Task instructions - Update the records below by replacing "spectator" with "onlooker" and leave every other line and character unchanged.

Input data -
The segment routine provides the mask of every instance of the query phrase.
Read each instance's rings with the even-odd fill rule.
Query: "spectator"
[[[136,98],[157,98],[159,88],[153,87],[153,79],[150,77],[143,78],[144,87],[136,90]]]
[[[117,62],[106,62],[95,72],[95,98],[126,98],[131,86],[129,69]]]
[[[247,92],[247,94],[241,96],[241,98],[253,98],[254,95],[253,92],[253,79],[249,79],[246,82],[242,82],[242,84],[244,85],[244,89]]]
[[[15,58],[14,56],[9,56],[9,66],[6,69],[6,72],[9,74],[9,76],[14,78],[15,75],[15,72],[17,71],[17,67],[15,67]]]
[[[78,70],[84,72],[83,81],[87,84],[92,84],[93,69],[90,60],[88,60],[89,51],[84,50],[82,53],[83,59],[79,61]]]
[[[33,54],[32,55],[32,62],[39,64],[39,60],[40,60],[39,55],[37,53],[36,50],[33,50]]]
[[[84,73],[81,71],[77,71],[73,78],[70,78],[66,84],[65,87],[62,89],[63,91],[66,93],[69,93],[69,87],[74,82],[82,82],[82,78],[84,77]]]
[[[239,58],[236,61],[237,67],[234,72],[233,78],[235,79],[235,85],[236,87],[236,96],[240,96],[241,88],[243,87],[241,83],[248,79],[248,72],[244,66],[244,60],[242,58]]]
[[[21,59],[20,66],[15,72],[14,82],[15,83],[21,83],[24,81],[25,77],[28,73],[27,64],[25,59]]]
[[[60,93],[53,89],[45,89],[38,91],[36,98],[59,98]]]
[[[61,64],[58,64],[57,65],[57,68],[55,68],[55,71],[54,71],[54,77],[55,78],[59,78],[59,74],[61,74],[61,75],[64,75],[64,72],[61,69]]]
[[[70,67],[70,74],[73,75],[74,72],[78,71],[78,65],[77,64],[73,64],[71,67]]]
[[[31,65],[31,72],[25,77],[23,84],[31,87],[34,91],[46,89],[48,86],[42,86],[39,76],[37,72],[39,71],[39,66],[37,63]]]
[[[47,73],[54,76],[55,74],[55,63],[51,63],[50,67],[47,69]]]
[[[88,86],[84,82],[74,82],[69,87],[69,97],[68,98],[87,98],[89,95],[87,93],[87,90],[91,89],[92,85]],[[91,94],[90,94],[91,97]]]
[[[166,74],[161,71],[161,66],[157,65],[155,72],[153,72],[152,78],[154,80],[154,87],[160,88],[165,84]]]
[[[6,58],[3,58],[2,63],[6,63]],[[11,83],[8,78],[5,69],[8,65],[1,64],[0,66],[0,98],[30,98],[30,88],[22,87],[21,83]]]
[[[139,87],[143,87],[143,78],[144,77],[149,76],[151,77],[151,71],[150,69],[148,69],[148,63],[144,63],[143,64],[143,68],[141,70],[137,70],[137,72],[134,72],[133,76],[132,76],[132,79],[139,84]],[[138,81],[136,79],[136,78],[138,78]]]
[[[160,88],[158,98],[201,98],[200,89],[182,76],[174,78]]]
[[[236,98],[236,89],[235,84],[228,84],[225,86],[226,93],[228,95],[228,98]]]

Task result -
The segment routine provides the mask of every instance of the query phrase.
Read each instance's rings with the even-odd fill rule.
Query: "onlooker"
[[[136,98],[157,98],[159,88],[153,87],[153,79],[150,77],[143,78],[144,87],[136,90]]]
[[[117,62],[106,62],[95,72],[95,98],[126,98],[131,86],[129,69]]]
[[[247,92],[247,94],[241,96],[241,98],[253,98],[254,95],[253,92],[253,79],[249,79],[246,82],[242,82],[242,84],[244,85],[244,89]]]
[[[15,58],[14,56],[9,56],[9,66],[6,69],[6,72],[9,74],[9,76],[14,78],[15,75],[15,72],[17,71],[17,67],[15,67]]]
[[[78,70],[84,72],[83,81],[87,84],[92,84],[93,69],[90,60],[88,60],[89,51],[84,50],[82,53],[83,59],[79,61]]]
[[[33,54],[32,55],[32,62],[39,64],[39,60],[40,60],[39,55],[37,53],[36,50],[33,50]]]
[[[84,73],[81,71],[77,71],[73,78],[70,78],[66,84],[65,87],[62,89],[63,91],[66,93],[69,93],[69,87],[74,82],[82,82],[82,78],[84,77]]]
[[[239,58],[236,61],[237,67],[234,72],[233,78],[235,79],[235,85],[236,87],[236,96],[240,96],[241,88],[243,87],[241,83],[248,79],[248,72],[244,66],[244,60],[242,58]]]
[[[21,59],[20,66],[15,72],[14,82],[15,83],[21,83],[24,81],[25,77],[28,73],[27,64],[25,59]]]
[[[60,93],[53,89],[45,89],[38,91],[36,98],[59,98]]]
[[[61,64],[58,64],[57,65],[57,68],[55,68],[55,71],[54,71],[54,77],[55,78],[59,78],[59,74],[61,74],[61,75],[64,75],[64,72],[61,69]]]
[[[70,67],[70,74],[73,75],[74,72],[78,71],[78,65],[77,64],[73,64],[71,67]]]
[[[31,65],[31,72],[25,77],[23,84],[31,87],[34,91],[46,89],[48,86],[42,86],[39,76],[37,72],[39,71],[39,66],[37,63]]]
[[[47,73],[54,76],[55,74],[55,63],[51,63],[50,67],[47,69]]]
[[[88,86],[84,82],[74,82],[69,87],[69,97],[68,98],[87,98],[89,95],[87,93],[87,90],[91,89],[92,85]],[[91,94],[90,94],[91,97]]]
[[[166,74],[161,71],[161,66],[157,65],[155,72],[153,72],[152,78],[154,80],[154,87],[160,88],[165,84]]]
[[[6,58],[3,58],[2,63],[6,63]],[[11,83],[8,78],[5,69],[8,65],[1,64],[0,66],[0,98],[30,98],[30,88],[22,87],[21,83]]]
[[[139,87],[143,87],[143,78],[144,77],[149,76],[151,77],[151,71],[150,69],[148,69],[148,63],[144,63],[143,64],[143,68],[141,70],[137,70],[137,72],[134,72],[133,76],[132,76],[132,79],[139,84]],[[138,81],[136,79],[136,78],[138,78]]]
[[[160,88],[158,98],[201,98],[200,89],[182,76],[174,78]]]
[[[236,98],[236,89],[235,84],[228,84],[225,86],[226,93],[228,95],[228,98]]]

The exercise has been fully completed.